▶ **指示 1**
文書本文のうち、「なあんだ、軍人の話か、と思う人もいるかもしれないけれど、」で始まり「これは日本の軍人と民間人の他に清国人の馬賊や軍人も参加していた。」まで続く部分を、「軍事探偵」を「諜報員」に差し替えて書き直してください。
▶ **指示 2**
文書本文にある次の一文を英語に訳す。「当時の清国は中立国ですから、第三国の清国人が日露戦争で日本と協力してロシア軍と戦うことは国際法上、違反なのです。」
▶ **指示 3**
次の(a)〜(c)が文書本文の内容と合うかどうか、それぞれ「はい」か「いいえ」で答え、判断の決め手となる本文の語句を引用で添える。
(a) 大村報徳学園の創設者は吉村専蔵氏である。
(b) スパイをテーマにした新刊は1月に出版予定である。
(c) 花田仲之助は坊主となってウラジオストックに赴いた。

あかんたれブルース

継続はチカラかな

軍事探偵が生んだ児童養護施設



今年二回目の鹿児島行きです。前回は南薩でしたが、
今回は北薩ですかね。

天孫系の謎解きに九州霧島

としましたが、前日に予定を変更して川内に一泊して
大村報徳学園を訪ねました。

なんでここに行ったか。というと、
この養護学園の創設者・吉村専蔵氏は花田仲之助の門生、お弟子で
花田の秘書を務め戦前は朝鮮、中国、満州、諸外国に同行して
花田の思想の伝導に行動を共にしたお方です。

花田仲之助って誰?

日露戦争のときに満州義軍という秘密部隊を指揮した司令官です。

前作『「坂の上の雲」まるわかり人物烈伝』の第二弾として
もうひとつの坂の上の雲を「スパイ」をテーマに書いてみました。
10月から11月に出版予定です。
このなかで、花田仲之助は重要なキーマンの一人だった。

なあんだ、軍人の話か、と思う人もいるかもしれないけれど、
この花田という軍人さんはただ者ではない。

軍事探偵として西本願寺大谷光瑞の協力を得て、修行して
清水松月というマジ坊主になってウラジオストックに赴きました。
同じ頃にやはり軍事探偵活動をした石光真清の手記にも
清水松月(花田仲之助)は興味深く描かれています。

任務を終えて(参謀本部田村怡与造次長と揉めてクビ)、予備役後に
日露戦争が勃発すると、児玉源太郎スパイ大作戦
青木特務班の別働隊として「満州義軍」の総統となります。

なんでこれが秘密部隊かというと、
これは日本の軍人と民間人の他に清国人の馬賊や軍人も参加していた。
つまり、日清混成戦闘部隊です。

当時の清国は中立国ですから、第三国の清国人が日露戦争で日本と協力して
ロシア軍と戦うことは国際法上、違反なのです。

▶ **提供データ**
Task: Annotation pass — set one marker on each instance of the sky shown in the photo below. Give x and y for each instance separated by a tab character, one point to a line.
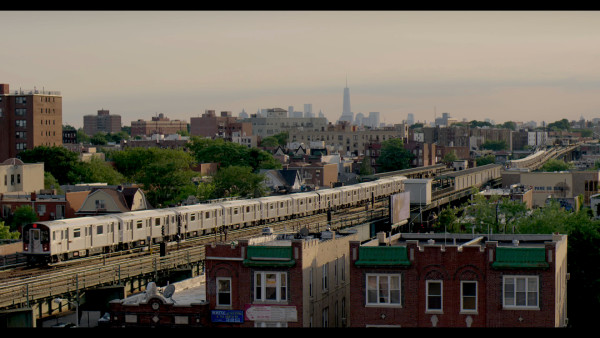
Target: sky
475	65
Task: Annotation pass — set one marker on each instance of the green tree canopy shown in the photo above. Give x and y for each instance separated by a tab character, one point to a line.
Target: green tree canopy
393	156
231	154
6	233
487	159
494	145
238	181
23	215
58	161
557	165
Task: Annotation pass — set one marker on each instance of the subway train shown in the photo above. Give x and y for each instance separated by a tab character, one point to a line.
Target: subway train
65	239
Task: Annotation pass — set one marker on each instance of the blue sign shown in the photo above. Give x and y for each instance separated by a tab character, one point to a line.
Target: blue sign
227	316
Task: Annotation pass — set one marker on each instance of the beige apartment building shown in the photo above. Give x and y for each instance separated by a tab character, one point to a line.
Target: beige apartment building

▶ **回答文 1**
なあんだ、軍人の話か、と思う人もいるかもしれないけれど、
この花田という軍人さんはただ者ではない。

諜報員として西本願寺大谷光瑞の協力を得て、修行して
清水松月というマジ坊主になってウラジオストックに赴きました。
同じ頃にやはり諜報員活動をした石光真清の手記にも
清水松月(花田仲之助)は興味深く描かれています。

任務を終えて(参謀本部田村怡与造次長と揉めてクビ)、予備役後に
日露戦争が勃発すると、児玉源太郎スパイ大作戦
青木特務班の別働隊として「満州義軍」の総統となります。

なんでこれが秘密部隊かというと、
これは日本の軍人と民間人の他に清国人の馬賊や軍人も参加していた。

▶ **回答文 2**
Since Qing China was a neutral country at the time, it was a violation of international law for Qing subjects, as nationals of a third country, to cooperate with Japan in the Russo-Japanese War and fight the Russian army.

▶ **回答文 3**
(a) はい。「この養護学園の創設者・吉村専蔵氏は花田仲之助の門生」
(b) いいえ。「10月から11月に出版予定です。」
(c) はい。「清水松月というマジ坊主になってウラジオストックに赴きました。」